▶ **Exercise task**
Rewrite every line of the material below, raising each x and y coordinate by 85, keeping all other text unchanged, and leaving the pictures out.

>> Start Records to process

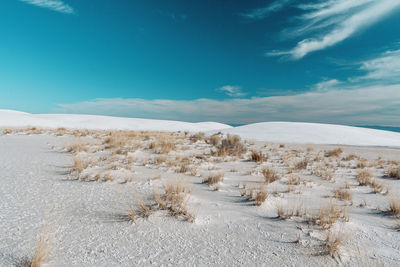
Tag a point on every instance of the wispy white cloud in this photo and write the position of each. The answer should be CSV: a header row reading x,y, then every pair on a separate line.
x,y
385,68
56,5
372,105
333,21
231,90
327,85
263,12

>> End Records to process

▶ **Written solution**
Tag a point on every instance of the wispy white cloud in this photo and write the position of each. The answer should be CSV: a header row reading x,y, then every pair on a separate line.
x,y
470,153
141,90
457,190
418,106
316,175
412,170
348,97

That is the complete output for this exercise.